• _Work instruction_: Restate, word for word, every line of the data.
[[ Data for this task open ]]
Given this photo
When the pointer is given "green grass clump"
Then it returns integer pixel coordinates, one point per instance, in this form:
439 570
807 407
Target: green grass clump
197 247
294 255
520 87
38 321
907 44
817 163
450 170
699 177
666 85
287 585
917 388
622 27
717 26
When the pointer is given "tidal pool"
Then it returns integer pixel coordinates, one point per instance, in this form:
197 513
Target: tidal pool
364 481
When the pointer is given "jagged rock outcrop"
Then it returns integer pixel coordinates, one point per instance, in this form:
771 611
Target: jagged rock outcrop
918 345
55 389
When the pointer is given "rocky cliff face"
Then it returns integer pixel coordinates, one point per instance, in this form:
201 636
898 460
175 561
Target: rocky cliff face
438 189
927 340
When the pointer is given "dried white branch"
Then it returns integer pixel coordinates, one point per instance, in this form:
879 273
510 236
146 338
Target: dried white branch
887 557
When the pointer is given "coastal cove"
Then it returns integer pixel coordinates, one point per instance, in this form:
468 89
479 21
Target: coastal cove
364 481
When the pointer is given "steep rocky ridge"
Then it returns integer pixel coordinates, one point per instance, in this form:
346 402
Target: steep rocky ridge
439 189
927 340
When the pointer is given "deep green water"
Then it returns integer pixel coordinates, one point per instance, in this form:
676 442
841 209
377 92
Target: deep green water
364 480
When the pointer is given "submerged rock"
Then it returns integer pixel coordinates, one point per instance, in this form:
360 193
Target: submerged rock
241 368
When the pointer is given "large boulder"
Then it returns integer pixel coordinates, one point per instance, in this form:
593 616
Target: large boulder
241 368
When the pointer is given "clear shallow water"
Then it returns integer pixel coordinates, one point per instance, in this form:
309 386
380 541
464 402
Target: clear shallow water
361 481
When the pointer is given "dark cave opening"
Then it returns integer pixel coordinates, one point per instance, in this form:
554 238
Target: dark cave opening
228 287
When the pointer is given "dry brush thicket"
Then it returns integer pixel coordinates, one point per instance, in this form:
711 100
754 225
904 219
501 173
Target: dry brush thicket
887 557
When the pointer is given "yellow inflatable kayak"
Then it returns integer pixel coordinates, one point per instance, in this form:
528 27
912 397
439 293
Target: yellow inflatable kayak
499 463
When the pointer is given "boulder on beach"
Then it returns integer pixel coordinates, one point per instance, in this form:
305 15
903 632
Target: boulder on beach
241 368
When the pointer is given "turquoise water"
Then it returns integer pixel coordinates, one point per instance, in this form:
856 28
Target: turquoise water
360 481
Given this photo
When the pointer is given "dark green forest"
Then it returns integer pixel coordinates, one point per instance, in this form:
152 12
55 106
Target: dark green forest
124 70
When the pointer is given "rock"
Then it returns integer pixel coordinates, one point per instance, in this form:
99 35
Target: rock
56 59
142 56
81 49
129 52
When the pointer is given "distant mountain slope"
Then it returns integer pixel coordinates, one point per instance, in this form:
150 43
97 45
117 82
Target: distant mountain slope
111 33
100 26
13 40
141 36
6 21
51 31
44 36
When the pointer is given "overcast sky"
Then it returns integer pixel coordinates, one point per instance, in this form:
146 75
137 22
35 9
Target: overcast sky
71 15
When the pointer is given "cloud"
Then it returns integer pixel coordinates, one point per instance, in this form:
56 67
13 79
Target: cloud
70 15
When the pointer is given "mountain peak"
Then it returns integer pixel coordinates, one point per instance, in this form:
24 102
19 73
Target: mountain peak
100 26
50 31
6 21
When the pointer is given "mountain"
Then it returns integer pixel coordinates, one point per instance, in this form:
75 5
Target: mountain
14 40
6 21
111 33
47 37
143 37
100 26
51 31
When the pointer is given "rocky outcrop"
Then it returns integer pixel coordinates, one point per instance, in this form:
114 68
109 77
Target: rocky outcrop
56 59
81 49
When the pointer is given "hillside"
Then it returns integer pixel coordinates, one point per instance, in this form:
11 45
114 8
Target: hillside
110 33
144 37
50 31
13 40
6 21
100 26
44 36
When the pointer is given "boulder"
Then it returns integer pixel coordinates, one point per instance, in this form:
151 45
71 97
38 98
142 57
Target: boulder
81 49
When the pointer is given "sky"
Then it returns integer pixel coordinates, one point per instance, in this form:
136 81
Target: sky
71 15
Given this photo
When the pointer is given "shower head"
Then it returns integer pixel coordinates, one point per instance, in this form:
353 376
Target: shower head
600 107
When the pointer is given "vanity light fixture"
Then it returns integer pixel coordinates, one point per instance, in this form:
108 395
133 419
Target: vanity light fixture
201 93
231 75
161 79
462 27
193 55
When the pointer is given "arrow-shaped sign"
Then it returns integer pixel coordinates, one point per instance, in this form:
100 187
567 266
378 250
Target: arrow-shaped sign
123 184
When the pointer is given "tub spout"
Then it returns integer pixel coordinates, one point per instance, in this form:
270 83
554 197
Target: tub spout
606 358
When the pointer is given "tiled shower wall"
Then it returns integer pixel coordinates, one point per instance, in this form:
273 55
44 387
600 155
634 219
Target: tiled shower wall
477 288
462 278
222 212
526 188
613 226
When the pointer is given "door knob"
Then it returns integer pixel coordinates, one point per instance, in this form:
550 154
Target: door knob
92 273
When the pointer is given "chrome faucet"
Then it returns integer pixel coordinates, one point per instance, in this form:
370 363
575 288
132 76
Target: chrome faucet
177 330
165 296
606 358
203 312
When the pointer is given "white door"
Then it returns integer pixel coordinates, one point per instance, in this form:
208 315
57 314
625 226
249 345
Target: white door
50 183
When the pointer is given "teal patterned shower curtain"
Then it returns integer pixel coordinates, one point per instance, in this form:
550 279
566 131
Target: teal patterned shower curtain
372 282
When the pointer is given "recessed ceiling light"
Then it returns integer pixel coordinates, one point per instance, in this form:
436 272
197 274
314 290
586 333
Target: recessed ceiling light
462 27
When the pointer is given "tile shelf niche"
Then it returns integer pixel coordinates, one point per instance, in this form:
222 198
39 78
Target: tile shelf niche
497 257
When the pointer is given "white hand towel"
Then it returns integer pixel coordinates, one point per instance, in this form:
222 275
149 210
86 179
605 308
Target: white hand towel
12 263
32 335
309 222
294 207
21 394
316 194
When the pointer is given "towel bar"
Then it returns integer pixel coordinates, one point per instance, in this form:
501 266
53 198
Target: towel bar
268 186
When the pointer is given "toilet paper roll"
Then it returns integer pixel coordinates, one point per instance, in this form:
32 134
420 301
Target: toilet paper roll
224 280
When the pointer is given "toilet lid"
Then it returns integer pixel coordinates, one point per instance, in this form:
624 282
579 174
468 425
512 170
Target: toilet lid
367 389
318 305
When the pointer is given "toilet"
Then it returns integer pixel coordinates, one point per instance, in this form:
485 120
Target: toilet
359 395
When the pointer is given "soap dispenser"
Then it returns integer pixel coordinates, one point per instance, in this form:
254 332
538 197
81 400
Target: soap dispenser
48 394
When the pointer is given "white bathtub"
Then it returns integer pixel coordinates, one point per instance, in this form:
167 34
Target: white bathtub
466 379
[[ Data for this task closed ]]
• _Written solution_:
Given this photo
When the pointer is given "green grass clump"
Then it returns integer pixel coordinates, one point per instance, in this form:
439 570
807 407
Target: green grass clump
197 247
294 255
520 87
38 321
907 44
817 163
450 170
699 177
666 85
287 585
917 388
622 27
717 26
When the pointer is given "tidal pool"
Then it returns integer pixel coordinates, one point per instance, in this form:
197 513
Target: tidal pool
364 481
When the pointer is given "jagged rock outcrop"
Then it returns integer pixel coordinates, one point per instance, in this form:
771 611
Target: jagged rock outcrop
918 345
55 389
When the pointer is given "rocky cliff face"
Then it returns integer pixel coordinates, one point per instance, in this form:
201 636
898 460
175 561
Target: rocky cliff face
438 189
927 340
When the pointer is given "dried white branch"
Then it returns integer pixel coordinates, one point per instance, in this form:
879 273
510 236
146 338
Target: dried white branch
887 557
When the pointer is given "coastal cove"
Then it returns integer pixel coordinates, one point per instance, in this form:
468 89
479 21
Target: coastal cove
364 481
When the pointer is given "steep rocky ridge"
Then it returns integer pixel coordinates, one point per instance, in this form:
346 402
Target: steep rocky ridge
439 189
927 340
When the pointer is given "deep green water"
Then it returns integer pixel coordinates, one point per instance, in this form:
676 442
841 209
377 92
Target: deep green water
364 480
When the pointer is given "submerged rock"
Then it returns integer pixel coordinates, one point per instance, in this form:
360 193
Target: submerged rock
241 368
When the pointer is given "large boulder"
Then it returns integer pixel coordinates, one point per instance, in this form:
593 616
Target: large boulder
241 368
When the pointer is given "clear shallow water"
Then it returns integer pixel coordinates, one point per instance, in this form:
309 386
380 541
464 402
Target: clear shallow water
361 481
When the pointer is given "dark cave opening"
Then it returns integer pixel coordinates, one point per instance, in this form:
554 238
Target: dark cave opening
228 287
When the pointer is given "dry brush thicket"
Then it returns integer pixel coordinates, one point per instance, in this form:
711 100
754 225
904 219
501 173
Target: dry brush thicket
887 557
When the pointer is given "yellow inflatable kayak"
Then it returns integer pixel coordinates, one point per instance, in this form:
528 27
912 397
439 293
Target: yellow inflatable kayak
499 463
When the pointer is given "boulder on beach"
Then it returns integer pixel coordinates, one point per instance, in this form:
305 15
903 632
Target: boulder on beach
241 368
When the pointer is given "turquoise water"
Then it returns integer pixel coordinates, one point per instance, in this form:
856 28
Target: turquoise water
360 481
Given this photo
When the pointer is given "dark green forest"
Then it returns integer pixel coordinates, one point per instance, in this form:
152 12
55 106
Target: dark green forest
124 70
When the pointer is given "rock"
Then it returns integer pixel coordinates, one point per instance, in this form:
99 35
Target: rock
56 59
142 56
81 49
129 52
When the pointer is given "distant mountain slope"
Then it returns integer pixel coordinates, one point per instance, in this form:
150 43
97 45
117 82
Target: distant mountain slope
111 33
100 26
13 40
141 36
6 21
51 31
44 36
When the pointer is given "overcast sky"
Then it returns integer pixel coordinates, one point per instance, in this form:
146 75
137 22
35 9
Target: overcast sky
71 15
When the pointer is given "cloud"
Then it returns integer pixel coordinates, one point per instance, in this form:
56 67
13 79
Target: cloud
70 15
When the pointer is given "mountain peak"
Then it returns integer pixel coordinates, one point per instance, in this form:
24 102
19 73
Target: mountain peak
100 26
50 31
6 21
When the pointer is given "mountain"
Then it returns integer pixel coordinates, one point per instance, in this form:
75 5
Target: mountain
14 40
6 21
111 33
47 37
143 37
100 26
51 31
When the pointer is given "rocky outcrop"
Then it returns integer pixel coordinates, one point per instance, in this form:
114 68
109 77
Target: rocky outcrop
56 59
81 49
When the pointer is given "hillside"
Then it returns integer pixel coordinates, one point per instance, in this form:
11 45
114 8
Target: hillside
110 33
144 37
50 31
13 40
6 21
100 26
44 36
When the pointer is given "boulder"
Then it returns integer pixel coordinates, one point per instance, in this form:
151 45
71 97
38 98
142 57
Target: boulder
81 49
When the pointer is given "sky"
Then it returns integer pixel coordinates, one point per instance, in this form:
136 81
Target: sky
71 15
Given this photo
When the pointer is given "shower head"
Then it returns integer pixel coordinates, one point per instance, in this form:
353 376
Target: shower head
600 107
When the pointer is given "vanity light fixture"
Then it returns integer pixel coordinates, one point per instance, in this form:
108 395
133 419
Target: vanity light fixture
201 93
231 75
161 79
462 27
193 55
When the pointer is given "arrow-shaped sign"
Then it returns integer pixel coordinates, one point per instance, in this form:
100 187
567 266
378 250
Target: arrow-shaped sign
123 184
When the pointer is given "tub spout"
Then it returns integer pixel coordinates, one point per instance, in this form:
270 83
554 197
Target: tub spout
606 358
When the pointer is given "tiled shower wall"
Then it returns integer pixel coordinates, one point per instance, in this form:
273 55
44 387
600 155
634 219
Target: tiled shower wall
477 288
462 278
222 212
526 188
613 226
When the pointer is given "door knob"
Then it returns integer pixel coordinates, one point per instance, in this form:
550 154
Target: door knob
92 273
When the pointer is given "chrome faucet"
Then it returns integer pixel coordinates, one point per instance, in this form:
370 363
575 288
132 76
Target: chrome faucet
177 330
165 296
606 358
203 312
When the pointer is given "white door"
Then it returns integer pixel coordinates, one point per instance, in this form:
208 315
57 314
625 226
249 345
Target: white door
50 183
When the pointer is given "teal patterned shower curtain"
Then it returns integer pixel coordinates, one point per instance, in this form:
550 279
566 131
Target: teal patterned shower curtain
372 282
When the pointer is given "recessed ceiling light"
Then it returns integer pixel coordinates, one point per instance, in this form:
436 272
197 274
314 290
586 333
Target: recessed ceiling light
462 27
When the pointer is given "tile shelf niche"
Then it returns integer pixel coordinates, one point per instance, in this form:
222 198
39 78
Target: tile shelf niche
497 257
When the pointer is given "white hand towel"
Then it returns integer pixel coordinates, one point per instance, in this form:
222 275
149 210
86 179
605 308
Target: white hand towel
12 263
32 335
309 222
294 207
21 394
316 194
When the pointer is given "towel bar"
Then it returns integer pixel coordinates, one point per instance, in this form:
501 266
53 198
Target: towel bar
268 186
When the pointer is given "toilet paper roll"
Then it returns integer pixel coordinates, one point per instance, in this form:
32 134
420 301
Target: toilet paper roll
224 280
When the pointer is given "toilet lid"
Then it returns integer pixel coordinates, one point per instance, in this form:
624 282
579 174
468 425
512 170
Target: toilet lid
367 389
318 305
When the pointer is given "toilet"
Then it returns integer pixel coordinates, one point per instance, in this form:
485 120
Target: toilet
359 395
When the pointer is given "soap dispenser"
Then it returns integer pixel coordinates, one point per instance, in this form:
254 332
538 197
81 400
Target: soap dispenser
48 394
When the pointer is given "white bathtub"
Then it returns integer pixel coordinates, one point per instance, in this form:
167 34
Target: white bathtub
466 379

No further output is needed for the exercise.